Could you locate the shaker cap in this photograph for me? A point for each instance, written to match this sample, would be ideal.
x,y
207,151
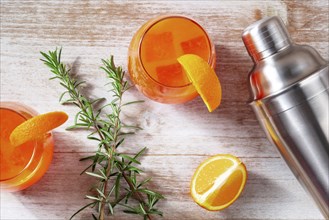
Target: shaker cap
x,y
265,37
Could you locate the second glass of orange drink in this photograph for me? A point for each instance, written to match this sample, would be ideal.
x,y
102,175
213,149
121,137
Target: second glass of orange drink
x,y
24,165
153,53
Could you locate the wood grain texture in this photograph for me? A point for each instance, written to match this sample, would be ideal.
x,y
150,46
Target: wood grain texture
x,y
178,137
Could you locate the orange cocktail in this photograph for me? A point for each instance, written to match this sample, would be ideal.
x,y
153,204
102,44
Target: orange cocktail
x,y
21,166
153,53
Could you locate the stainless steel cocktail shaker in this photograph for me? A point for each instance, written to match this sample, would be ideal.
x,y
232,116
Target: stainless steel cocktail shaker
x,y
289,86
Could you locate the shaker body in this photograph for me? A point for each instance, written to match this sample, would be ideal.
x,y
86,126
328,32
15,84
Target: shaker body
x,y
301,133
289,88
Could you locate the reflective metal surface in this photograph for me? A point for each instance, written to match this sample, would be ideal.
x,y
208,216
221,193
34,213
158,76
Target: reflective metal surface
x,y
289,88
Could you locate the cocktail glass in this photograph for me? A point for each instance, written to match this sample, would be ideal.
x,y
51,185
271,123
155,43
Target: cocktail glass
x,y
153,53
24,165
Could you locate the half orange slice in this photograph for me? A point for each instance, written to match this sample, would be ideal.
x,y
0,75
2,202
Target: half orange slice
x,y
35,127
218,182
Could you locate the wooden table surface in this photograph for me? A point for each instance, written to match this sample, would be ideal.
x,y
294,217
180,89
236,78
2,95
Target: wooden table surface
x,y
178,137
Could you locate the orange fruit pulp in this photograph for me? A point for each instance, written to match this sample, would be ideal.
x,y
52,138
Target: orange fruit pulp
x,y
153,54
203,78
218,182
23,165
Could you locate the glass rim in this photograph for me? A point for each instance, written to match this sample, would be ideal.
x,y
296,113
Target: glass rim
x,y
18,108
158,19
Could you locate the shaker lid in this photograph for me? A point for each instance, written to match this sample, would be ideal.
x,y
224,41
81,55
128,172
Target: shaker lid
x,y
265,37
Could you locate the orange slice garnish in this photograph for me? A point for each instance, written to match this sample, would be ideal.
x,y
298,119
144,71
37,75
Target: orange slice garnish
x,y
35,127
218,182
204,79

□ □ □ □

> **Task requirements**: Set out every line of the entries above as a numbered list, skipping blank lines and leaving out the pictures.

> **Exercise answer**:
1. Could you locate the shaker cap in this photograph for me? A point for each instance, written to match this sample, would be ideal.
2. x,y
3. 207,151
4. Target: shaker cap
5. x,y
6. 265,37
7. Could you locate the second glass of orange drink in this photograph for me? A point for each instance, written to match this sample, would be ideal.
8. x,y
9. 102,175
10. 213,149
11. 121,137
12. Target: second glass of orange drink
13. x,y
14. 24,165
15. 153,53
16. Could you locate the wood grain texture in this photograph for me? A point for each instance, written to match this sample, would be ideal.
17. x,y
18. 150,46
19. Target: wood grain texture
20. x,y
21. 178,137
22. Could you locate the orange cocktail in this photograph for me? A point for each instance, written to match this sample, would be ideal.
23. x,y
24. 153,204
25. 102,44
26. Target: orange cocktail
27. x,y
28. 21,166
29. 153,53
30. Could you locate the stainless steel cocktail shaker in this photograph for me? A point for each instance, written to match this sample, would be ideal.
31. x,y
32. 232,116
33. Target: stainless steel cocktail shaker
34. x,y
35. 289,86
36. Could you locate the shaker body in this photograph for me? A point for each instance, written to match this sample, would be ideal.
37. x,y
38. 86,126
39. 328,32
40. 15,84
41. Target: shaker body
42. x,y
43. 301,133
44. 289,88
45. Could you locate the reflective metal surface in this photograph for me? A point for each instance, written to match this sample, would be ideal.
46. x,y
47. 208,216
48. 221,193
49. 34,213
50. 158,76
51. Target: reflective metal surface
52. x,y
53. 289,88
54. Could you locate the cocktail glass in this photograph for me? A point for each instance, written to match this sample, would be ideal.
55. x,y
56. 51,185
57. 271,123
58. 155,43
59. Target: cocktail glass
60. x,y
61. 153,53
62. 24,165
63. Could you locate the half orange slice in this photograph for me? A point for each instance, written to match this sample, would be ideal.
64. x,y
65. 0,75
66. 2,202
67. Target: half orange slice
68. x,y
69. 35,127
70. 218,182
71. Could you locate the wooden table surface in this photograph for me? A point for each instance, written to match this sample, would be ideal.
72. x,y
73. 294,217
74. 180,89
75. 236,78
76. 2,95
77. Target: wooden table surface
78. x,y
79. 178,137
80. Could you locate the orange fruit pulp in this photograph for me? A point for each instance, written to match this sample, would be ideal.
81. x,y
82. 52,138
83. Target: orange fruit pulp
84. x,y
85. 153,54
86. 203,78
87. 218,182
88. 23,165
89. Could you locate the glass rim in this photograph for me? A point for each instance, written to match this sample, would be ideal.
90. x,y
91. 296,113
92. Target: glass rim
93. x,y
94. 18,108
95. 158,19
96. Could you locate the shaker lid in this photograph for me? A point for each instance, written to match this sample, would be ideal.
97. x,y
98. 224,41
99. 81,55
100. 128,172
101. Target: shaker lid
102. x,y
103. 265,37
104. Could you locate the orange slice garnish in this photograph for me? A point for each instance, written to match this sample, would be ideal.
105. x,y
106. 298,119
107. 144,71
108. 37,75
109. Target: orange slice garnish
110. x,y
111. 35,127
112. 218,182
113. 204,79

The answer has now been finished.